[Source data]

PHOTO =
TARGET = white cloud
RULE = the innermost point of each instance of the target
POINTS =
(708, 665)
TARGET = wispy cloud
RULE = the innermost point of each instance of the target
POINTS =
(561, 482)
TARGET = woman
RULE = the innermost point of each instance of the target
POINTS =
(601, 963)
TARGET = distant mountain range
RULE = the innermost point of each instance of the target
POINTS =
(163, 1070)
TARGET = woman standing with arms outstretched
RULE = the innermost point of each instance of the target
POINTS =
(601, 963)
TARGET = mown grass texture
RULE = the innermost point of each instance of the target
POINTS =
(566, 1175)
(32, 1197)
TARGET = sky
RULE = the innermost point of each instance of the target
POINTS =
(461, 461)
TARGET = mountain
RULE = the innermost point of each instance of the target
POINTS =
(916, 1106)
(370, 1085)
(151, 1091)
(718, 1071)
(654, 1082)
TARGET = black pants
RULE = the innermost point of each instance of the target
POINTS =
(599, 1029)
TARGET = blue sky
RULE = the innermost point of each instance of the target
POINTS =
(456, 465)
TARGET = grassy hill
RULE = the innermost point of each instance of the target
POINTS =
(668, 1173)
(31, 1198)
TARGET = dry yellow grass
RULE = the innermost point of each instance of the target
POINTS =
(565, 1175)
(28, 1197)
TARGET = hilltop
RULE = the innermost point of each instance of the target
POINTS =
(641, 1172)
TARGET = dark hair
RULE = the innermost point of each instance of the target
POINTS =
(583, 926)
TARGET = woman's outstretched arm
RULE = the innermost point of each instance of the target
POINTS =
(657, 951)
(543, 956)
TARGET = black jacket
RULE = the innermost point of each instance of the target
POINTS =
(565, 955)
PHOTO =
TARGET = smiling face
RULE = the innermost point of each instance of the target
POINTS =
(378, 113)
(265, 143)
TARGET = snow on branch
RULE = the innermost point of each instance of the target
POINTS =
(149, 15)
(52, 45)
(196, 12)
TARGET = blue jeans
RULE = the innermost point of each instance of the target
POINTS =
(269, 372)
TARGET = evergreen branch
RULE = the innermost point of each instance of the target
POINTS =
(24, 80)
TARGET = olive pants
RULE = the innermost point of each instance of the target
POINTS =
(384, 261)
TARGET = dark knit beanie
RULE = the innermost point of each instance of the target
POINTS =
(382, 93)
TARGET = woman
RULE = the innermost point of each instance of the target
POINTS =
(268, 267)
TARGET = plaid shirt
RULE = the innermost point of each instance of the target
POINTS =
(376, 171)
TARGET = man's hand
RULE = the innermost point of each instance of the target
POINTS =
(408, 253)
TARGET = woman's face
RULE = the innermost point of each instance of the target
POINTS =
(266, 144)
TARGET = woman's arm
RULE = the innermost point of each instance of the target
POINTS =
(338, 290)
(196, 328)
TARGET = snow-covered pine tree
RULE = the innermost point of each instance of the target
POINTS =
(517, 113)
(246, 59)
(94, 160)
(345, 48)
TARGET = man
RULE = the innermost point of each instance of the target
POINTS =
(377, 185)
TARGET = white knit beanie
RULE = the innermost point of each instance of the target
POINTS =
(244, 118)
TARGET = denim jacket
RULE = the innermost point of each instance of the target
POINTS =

Problem to work on - Reproduce, word for word, only the lines from the one that contains "TARGET = woman's face" through the final line.

Output of the exercise -
TARGET = woman's face
RULE = the innermost point of each instance of the target
POINTS =
(266, 144)
TARGET = woman's arm
RULE = the innermost point of each instance of the target
POINTS =
(338, 290)
(196, 328)
TARGET = snow-covered pine tree
RULE = the innermost point of each instance of the target
POINTS =
(517, 113)
(246, 59)
(94, 160)
(345, 48)
TARGET = man
RULE = the innermost point of each instance of the target
POINTS =
(377, 185)
TARGET = white knit beanie
RULE = the innermost point of each instance of the target
POINTS =
(244, 118)
TARGET = denim jacket
RULE = the innermost point of each instance of the target
POINTS =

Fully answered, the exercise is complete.